▶ [Information given]
[BEGIN]

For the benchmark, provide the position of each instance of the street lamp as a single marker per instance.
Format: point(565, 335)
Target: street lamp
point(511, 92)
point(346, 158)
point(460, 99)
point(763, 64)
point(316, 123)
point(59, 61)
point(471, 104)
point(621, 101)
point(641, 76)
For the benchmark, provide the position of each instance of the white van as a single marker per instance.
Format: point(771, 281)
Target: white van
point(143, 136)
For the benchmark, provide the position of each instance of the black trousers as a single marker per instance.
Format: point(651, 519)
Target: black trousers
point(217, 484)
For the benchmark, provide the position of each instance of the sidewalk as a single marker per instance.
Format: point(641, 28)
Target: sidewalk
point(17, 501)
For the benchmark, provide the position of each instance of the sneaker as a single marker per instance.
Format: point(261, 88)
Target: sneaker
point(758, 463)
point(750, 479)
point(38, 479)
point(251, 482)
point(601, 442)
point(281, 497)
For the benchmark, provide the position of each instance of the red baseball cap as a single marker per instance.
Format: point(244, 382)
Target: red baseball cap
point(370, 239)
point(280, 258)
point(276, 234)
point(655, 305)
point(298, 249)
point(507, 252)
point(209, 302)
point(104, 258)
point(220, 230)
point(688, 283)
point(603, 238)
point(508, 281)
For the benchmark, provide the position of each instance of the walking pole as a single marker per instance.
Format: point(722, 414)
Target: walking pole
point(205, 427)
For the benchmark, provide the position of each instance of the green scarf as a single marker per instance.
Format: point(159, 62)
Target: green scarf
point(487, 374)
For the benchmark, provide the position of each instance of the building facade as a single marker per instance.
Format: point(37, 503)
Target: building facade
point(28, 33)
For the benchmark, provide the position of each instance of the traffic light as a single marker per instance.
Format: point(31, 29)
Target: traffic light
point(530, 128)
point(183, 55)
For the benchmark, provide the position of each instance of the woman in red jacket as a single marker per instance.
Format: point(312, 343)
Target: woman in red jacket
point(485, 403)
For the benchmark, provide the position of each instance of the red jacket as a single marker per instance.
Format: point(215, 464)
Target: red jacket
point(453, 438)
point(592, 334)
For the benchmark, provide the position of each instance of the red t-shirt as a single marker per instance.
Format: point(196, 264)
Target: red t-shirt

[END]

▶ [Aim of the task] Reproduce every item above line for line, changing nothing.

▶ [Solution for this problem]
For the benchmark, provide the position of each instance of the street lamp as a single marker per instance.
Format: point(565, 335)
Target: street lamp
point(511, 92)
point(346, 158)
point(460, 99)
point(763, 64)
point(316, 123)
point(59, 61)
point(471, 104)
point(621, 101)
point(641, 76)
For the benchmark, provide the position of each instance of the white van as a single marker per instance.
Format: point(771, 281)
Target: white van
point(143, 136)
For the benchmark, provide the position of each instance of the black trousers as a single marker per instance.
Format: point(651, 519)
Target: black trousers
point(217, 484)
For the benchmark, provide the position of each instance of the sidewalk as a single marker per instance.
Format: point(641, 28)
Target: sidewalk
point(17, 501)
For the benchmark, provide the position of each instance of the sneaker as a single marker per instance.
Format: point(261, 88)
Target: sneaker
point(758, 463)
point(750, 479)
point(38, 479)
point(251, 482)
point(601, 442)
point(281, 497)
For the benchmark, provide the position of each instance of the red baseball cap as a single marker per instance.
Format: point(244, 382)
Target: red baseball cap
point(370, 239)
point(280, 258)
point(276, 234)
point(655, 305)
point(298, 249)
point(507, 252)
point(209, 302)
point(104, 258)
point(220, 230)
point(688, 283)
point(603, 238)
point(508, 281)
For the benchmark, provide the position of each instance of the walking pole as a single marker per instance.
Format: point(722, 414)
Target: walking pole
point(205, 427)
For the benchmark, provide the position of each instance of the green scarf as a single marker per instance.
Format: point(159, 62)
Target: green scarf
point(487, 374)
For the benchmark, provide the position of each instance of the building facade as a single marker per instance.
Format: point(37, 503)
Target: building facade
point(28, 33)
For the benchmark, provide the position of each instance of the traffic light as a single marker per instance.
Format: point(31, 29)
Target: traffic light
point(530, 128)
point(183, 55)
For the benchmark, provide the position of each instance of the woman in red jacket as a single marker per instance.
Format: point(312, 343)
Target: woman in red jacket
point(485, 403)
For the benchmark, provide the position of each instance of the red jacket as a single marker per instance.
Format: point(215, 464)
Target: red jacket
point(453, 438)
point(592, 334)
For the benchmark, provide the position of each instance of the red t-shirt as a single marker per instance.
Format: point(196, 264)
Target: red t-shirt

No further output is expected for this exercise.